* [WHAT THE TASK ASKS] Set down all of the records exactly.

* [Referring expression data]
==========

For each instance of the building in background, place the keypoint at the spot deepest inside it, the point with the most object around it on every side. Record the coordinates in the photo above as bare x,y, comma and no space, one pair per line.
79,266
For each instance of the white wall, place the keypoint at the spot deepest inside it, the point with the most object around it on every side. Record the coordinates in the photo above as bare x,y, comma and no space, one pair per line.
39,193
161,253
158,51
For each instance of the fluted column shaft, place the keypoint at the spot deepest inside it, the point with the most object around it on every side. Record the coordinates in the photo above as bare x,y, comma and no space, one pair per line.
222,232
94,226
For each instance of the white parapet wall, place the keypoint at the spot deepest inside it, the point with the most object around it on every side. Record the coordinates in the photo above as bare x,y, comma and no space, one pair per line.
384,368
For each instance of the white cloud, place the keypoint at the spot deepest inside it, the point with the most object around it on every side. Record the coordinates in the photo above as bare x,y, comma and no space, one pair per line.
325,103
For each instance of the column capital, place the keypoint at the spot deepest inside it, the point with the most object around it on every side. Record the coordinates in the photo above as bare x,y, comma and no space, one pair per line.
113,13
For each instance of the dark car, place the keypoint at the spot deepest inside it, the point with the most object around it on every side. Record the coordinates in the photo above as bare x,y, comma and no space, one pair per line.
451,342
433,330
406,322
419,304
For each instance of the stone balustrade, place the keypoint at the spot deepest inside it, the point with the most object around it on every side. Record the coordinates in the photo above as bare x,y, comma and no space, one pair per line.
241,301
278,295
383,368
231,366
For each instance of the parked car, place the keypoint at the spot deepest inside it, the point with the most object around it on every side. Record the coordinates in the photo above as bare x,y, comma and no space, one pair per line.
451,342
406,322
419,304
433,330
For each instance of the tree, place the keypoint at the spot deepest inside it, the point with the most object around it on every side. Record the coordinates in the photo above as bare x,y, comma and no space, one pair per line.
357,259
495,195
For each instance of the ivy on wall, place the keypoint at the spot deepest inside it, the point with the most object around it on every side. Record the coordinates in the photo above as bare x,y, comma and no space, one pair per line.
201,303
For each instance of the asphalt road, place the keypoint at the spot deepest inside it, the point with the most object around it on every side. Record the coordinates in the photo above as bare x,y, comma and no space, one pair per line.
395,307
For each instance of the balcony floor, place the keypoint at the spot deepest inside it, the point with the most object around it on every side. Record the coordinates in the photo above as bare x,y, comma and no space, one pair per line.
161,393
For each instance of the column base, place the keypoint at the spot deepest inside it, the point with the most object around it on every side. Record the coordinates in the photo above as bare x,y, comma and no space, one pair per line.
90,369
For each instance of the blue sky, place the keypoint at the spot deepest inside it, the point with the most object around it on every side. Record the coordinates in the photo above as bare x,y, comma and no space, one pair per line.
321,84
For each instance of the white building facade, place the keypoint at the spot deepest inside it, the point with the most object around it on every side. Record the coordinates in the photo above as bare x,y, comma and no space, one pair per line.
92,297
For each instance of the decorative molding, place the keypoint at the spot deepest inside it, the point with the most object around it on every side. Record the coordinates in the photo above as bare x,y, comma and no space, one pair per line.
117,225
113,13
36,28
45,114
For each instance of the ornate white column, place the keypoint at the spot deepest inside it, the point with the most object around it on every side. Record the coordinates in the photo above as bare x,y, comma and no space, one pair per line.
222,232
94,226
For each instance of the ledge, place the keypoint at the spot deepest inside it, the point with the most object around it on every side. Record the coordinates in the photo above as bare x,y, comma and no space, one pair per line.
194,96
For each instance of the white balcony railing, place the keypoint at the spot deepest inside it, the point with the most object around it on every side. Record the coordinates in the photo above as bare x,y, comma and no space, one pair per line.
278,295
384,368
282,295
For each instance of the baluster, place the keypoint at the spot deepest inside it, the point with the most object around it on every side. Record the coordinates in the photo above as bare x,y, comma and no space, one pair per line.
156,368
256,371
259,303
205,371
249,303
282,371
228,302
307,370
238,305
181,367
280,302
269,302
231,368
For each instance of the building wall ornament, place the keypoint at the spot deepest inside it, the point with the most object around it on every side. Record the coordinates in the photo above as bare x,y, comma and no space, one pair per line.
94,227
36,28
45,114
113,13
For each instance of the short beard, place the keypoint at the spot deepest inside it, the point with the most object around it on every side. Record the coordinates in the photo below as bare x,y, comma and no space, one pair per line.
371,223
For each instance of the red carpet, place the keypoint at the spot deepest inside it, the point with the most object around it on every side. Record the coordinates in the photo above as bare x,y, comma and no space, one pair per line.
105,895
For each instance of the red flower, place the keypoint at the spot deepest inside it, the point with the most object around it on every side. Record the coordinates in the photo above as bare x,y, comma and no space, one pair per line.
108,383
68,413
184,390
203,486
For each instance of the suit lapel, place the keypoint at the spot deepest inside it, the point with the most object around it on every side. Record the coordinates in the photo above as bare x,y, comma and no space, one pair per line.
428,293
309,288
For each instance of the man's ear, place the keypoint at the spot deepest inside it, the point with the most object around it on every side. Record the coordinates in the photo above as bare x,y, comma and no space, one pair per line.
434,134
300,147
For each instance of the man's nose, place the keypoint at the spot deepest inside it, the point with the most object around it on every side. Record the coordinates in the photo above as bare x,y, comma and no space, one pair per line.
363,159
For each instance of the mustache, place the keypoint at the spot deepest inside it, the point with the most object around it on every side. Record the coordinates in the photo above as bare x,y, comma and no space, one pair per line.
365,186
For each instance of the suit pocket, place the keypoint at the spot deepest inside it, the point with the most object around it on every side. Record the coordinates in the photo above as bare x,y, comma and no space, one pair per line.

==========

* [YOUR RESPONSE]
For each instance of the building in background, place the keypoint at the spot deepest inside it, the point with the most object around it on every side. Record the coordinates in the photo above as bare x,y, comma and no space, one pair per line.
79,266
For each instance of the white wall, place the keypoint at the spot deepest inside it, the point with the most object around it on every side. Record the coordinates in the photo above as bare x,y, comma and no space, one pair per line.
39,193
161,253
158,51
For each instance of the fluted column shaft, place the keypoint at the spot deepest inside it, the point with the most object around it on every side. Record the coordinates in the photo above as bare x,y, comma and no space, one pair per line.
222,232
94,226
For each instance of the white parapet wall, place the keypoint at the spot deepest inside it, the point with the most object around it on every side. Record the coordinates in the photo above as bare x,y, comma and no space, one pair per line.
384,368
For each instance of the white cloud, place the keypoint at the spot deepest inside it, the point with the most object around it on every side. Record the coordinates in the photo above as bare x,y, comma and no space, one pair per line.
325,103
For each instance of the column capital, place the keypoint at the spot deepest inside it, the point with the most object around it on every side. Record the coordinates in the photo above as bare x,y, comma and no space, one pair per line.
113,13
For each instance of the dark car, place the keypoint at the spot deepest inside it, the point with the most object around it on every side. Record the coordinates in the photo above as bare x,y, comma and no space, one pair per line.
451,342
433,330
406,322
419,304
For each instance of the stone balustrade, place the keypoint at the spot deepest inside it, the point with the most object around it on every side. Record the coordinates in the photo above as bare x,y, comma and no space, one pair per line.
241,301
278,295
383,368
231,366
For each instance of the parked car, place the keypoint at the spot deepest inside it, the point with the most object around it on every side. Record the coordinates in the photo above as bare x,y, comma and no space, one pair per line.
451,342
406,322
419,304
433,330
For each instance of the tree, place the keypoint at the spot deepest inside it, the point with the most object around it on every side. Record the coordinates in the photo above as bare x,y, comma and no space, one pair per line.
357,259
495,195
For each instance of the ivy on wall, place the keypoint at the spot deepest inside it, the point with the most object around it on every side. Record the coordinates in the photo above as bare x,y, comma and no space, one pair per line.
201,303
For each instance of the asphalt road, place the keypoint at the spot deepest inside it, the point with the most object around it on every side. Record the coordinates in the photo above as bare x,y, comma and no space, one pair per line.
395,307
For each instance of the balcony floor, place the keypoint at the spot deepest inside it, the point with the most object around it on every side. Record the coordinates in the photo above as bare x,y, comma and no space, one pair per line.
161,393
For each instance of the column base, place the keypoint at the spot deepest inside it, the point with the most object around it on every side. Record the coordinates in the photo above as bare x,y, comma and no space, one pair per line.
90,369
For each instance of the blue sky, place the keypoint at the spot deepest inside it, the point with the most object around it on every side. Record the coordinates in the photo above as bare x,y, comma and no space, one pair per line.
321,84
For each instance of the white building facade, place the keypoint at the spot deepest inside it, the point with the most object around it on every side. Record the coordinates in the photo above as bare x,y, comma and no space, one pair per line.
92,297
For each instance of the decorative molding, place the keypoint at the spot deepest inside it, the point with the most object around it on every side. Record the coordinates in the photo above as bare x,y, comma and no space, one pair per line.
117,225
113,13
36,28
45,114
For each instance of the ornate white column, place the keypoint at the spot deepest inside it, the point with the most object around it on every side. Record the coordinates in the photo above as bare x,y, comma and no space, one pair per line.
222,232
94,226
For each instance of the ledge, place the keypoint at the spot deepest inside it, the point with the most object around it on every side. Record the coordinates in the photo above as bare x,y, comma and no space, one pair per line.
194,96
For each instance of the white balcony railing, place the keypoint at the spot deepest inside it, the point with the most object around it on every side. Record the coordinates in the photo above as bare x,y, comma and no space, one pair per line.
278,295
384,368
282,295
For each instance of the baluster, place the keypoint at the spot deepest inside it, the point with the most object around it on every side. Record the coordinates in the photo above as bare x,y, comma and no space, one pair per line.
156,368
256,371
259,303
205,371
249,303
282,371
228,302
307,370
238,305
181,367
280,302
269,302
231,368
For each instance of the building wall ornament, place the keypoint at the spot deepest inside it, the point with the most object around it on every side. Record the coordinates in the photo above as bare x,y, comma and no space, one pair per line.
94,227
36,28
45,114
113,13
For each instance of the short beard, place the keypoint at the spot deepest inside it, the point with the most object around it on every side. Record the coordinates in the photo below as bare x,y, comma and no space, one pair per line.
371,223
For each instance of the red carpet, place the keypoint at the spot deepest inside it, the point with the most object around it on every side. Record the coordinates in the photo above as bare x,y, comma and no space, one pair per line.
105,895
For each instance of the red flower, place the keypoint at the spot deepest inside it, the point with the most object around it on every side. Record the coordinates in the photo above as bare x,y, comma and no space, one pair per line.
108,383
68,413
184,390
203,486
For each instance of the suit lapel, place the keypoint at the spot deepest inside it, the point with the most object around it on every side. Record the coordinates in the photo above as bare x,y, comma and no space, one pair per line.
428,293
309,288
For each instance of the man's ear, place the keypoint at the spot deepest inside it, the point with the most object around it on every side. Record the coordinates in the photo above as bare x,y, comma and no space, one pair per line.
434,134
300,147
For each instance of the man's nose, place the keypoint at the spot deepest inside it, the point with the most object around it on every side. Record the coordinates in the photo above as bare x,y, comma and no space, one pair per line.
363,159
For each instance of the mustache, place the keypoint at the spot deepest inside it, the point with the most object around it on every side. Record the coordinates in the photo above as bare x,y, comma and no space, one pair per line.
365,186
For each instance of the suit pocket, place the keypoint at the spot deepest inside it, the point with the most object around it on every side. Record the coordinates in the photo above as bare x,y, comma and no space, one pair per line.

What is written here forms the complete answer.